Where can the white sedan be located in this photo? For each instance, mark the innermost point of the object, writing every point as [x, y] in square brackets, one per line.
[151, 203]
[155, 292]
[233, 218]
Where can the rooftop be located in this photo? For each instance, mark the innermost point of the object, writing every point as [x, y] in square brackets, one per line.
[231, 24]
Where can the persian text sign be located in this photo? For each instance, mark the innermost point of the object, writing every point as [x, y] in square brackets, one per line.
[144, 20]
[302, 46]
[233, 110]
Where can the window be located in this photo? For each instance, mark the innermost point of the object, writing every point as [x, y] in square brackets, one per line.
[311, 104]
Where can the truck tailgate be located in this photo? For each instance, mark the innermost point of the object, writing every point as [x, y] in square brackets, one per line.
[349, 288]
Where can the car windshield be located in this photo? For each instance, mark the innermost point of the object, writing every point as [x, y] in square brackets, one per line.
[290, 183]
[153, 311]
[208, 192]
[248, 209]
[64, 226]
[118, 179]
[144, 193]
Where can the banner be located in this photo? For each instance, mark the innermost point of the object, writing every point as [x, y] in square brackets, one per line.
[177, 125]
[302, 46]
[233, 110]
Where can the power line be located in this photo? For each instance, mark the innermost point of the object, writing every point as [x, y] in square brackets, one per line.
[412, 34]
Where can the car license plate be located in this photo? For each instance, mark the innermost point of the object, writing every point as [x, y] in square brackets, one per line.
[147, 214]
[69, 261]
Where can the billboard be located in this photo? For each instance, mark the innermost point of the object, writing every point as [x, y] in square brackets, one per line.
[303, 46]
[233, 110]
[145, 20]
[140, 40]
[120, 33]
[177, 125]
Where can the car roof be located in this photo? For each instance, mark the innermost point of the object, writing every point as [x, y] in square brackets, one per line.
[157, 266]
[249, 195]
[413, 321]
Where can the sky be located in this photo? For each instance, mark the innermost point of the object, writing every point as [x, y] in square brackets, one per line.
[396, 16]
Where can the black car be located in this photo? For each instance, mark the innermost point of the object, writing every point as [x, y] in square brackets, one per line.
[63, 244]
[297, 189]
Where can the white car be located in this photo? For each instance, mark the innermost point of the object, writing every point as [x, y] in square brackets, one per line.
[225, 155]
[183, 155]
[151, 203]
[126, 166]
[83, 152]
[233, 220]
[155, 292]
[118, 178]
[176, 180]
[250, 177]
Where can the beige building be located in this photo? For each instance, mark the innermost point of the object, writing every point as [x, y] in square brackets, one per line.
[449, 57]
□ □ □ □ □ □ □
## [STATED PROBLEM]
Present every line of the items above as a numbered list, omitting any blank lines.

## [TASK ANSWER]
1. Where can the white sedan be located in this photo? For each instance, mark the innermost point of the object, writing every point as [x, y] in square brackets, one per line.
2. [151, 203]
3. [155, 292]
4. [233, 218]
5. Where can the rooftop be located in this photo? For each instance, mark the innermost point of the object, writing every point as [x, y] in square brackets, one per line.
6. [231, 24]
7. Where can the persian text sign be located in this photo? For each instance, mark the innermost point of the object, writing every point as [x, y] in square brackets, one per line.
8. [144, 20]
9. [302, 46]
10. [233, 110]
11. Where can the window be located in this photo? For each instance, mark the innermost point of the object, writing every point as [x, y] in square brackets, one per line.
12. [311, 104]
13. Where can the truck tailgate be located in this photo? For each instance, mark the innermost point of the object, writing every point as [x, y] in square brackets, one per line.
14. [349, 288]
15. Where can the car windshield be located in this photo? For each instance, mark the innermost point of the object, writing every point as [x, y] in square brackets, one per line.
16. [290, 183]
17. [153, 311]
18. [208, 192]
19. [248, 209]
20. [64, 226]
21. [118, 179]
22. [144, 193]
23. Where can the banner be located in this photo? For each instance, mark the innermost point of the object, writing every point as [x, y] in square brackets, one per line.
24. [177, 125]
25. [302, 46]
26. [233, 110]
27. Where can the power line be located in this photo? For each instance, mark the innermost point of the object, writing every point as [x, y] in square brackets, one per line.
28. [412, 34]
29. Where can the car license plate be located in this photo? For each instance, mark the innermost point of the object, writing every point as [x, y] in square brackets, one per line.
30. [147, 214]
31. [69, 261]
32. Where can the billboard be located in this photo? For each instance, mark the innermost point of the object, writing every point as [x, y] in square brackets, one per line.
33. [303, 46]
34. [233, 110]
35. [145, 20]
36. [140, 40]
37. [120, 33]
38. [177, 125]
39. Where can the car roof be located in this photo? For each instance, mark the innermost point of the object, writing every point as [x, y] in square brackets, one per line.
40. [157, 266]
41. [249, 195]
42. [413, 321]
43. Where can the sky be located in this photo? For each instance, mark the innermost point of the object, writing every point as [x, y] in square brackets, one per line.
44. [396, 16]
45. Where can the black car be located in this photo? For each instance, mark the innermost point of the object, writing every point as [x, y] in square brackets, one per line.
46. [63, 244]
47. [297, 189]
48. Where can the white car be located in this photo? For each instance, mark the innermost point of the object, writing every point as [x, y] in square brackets, one per line.
49. [225, 155]
50. [183, 155]
51. [151, 203]
52. [126, 166]
53. [83, 152]
54. [233, 220]
55. [155, 292]
56. [118, 178]
57. [176, 180]
58. [250, 177]
59. Where can the beige building be located in this photo? For each instance, mark the innermost point of the object, writing every point as [x, y] in square brackets, one per line.
60. [449, 57]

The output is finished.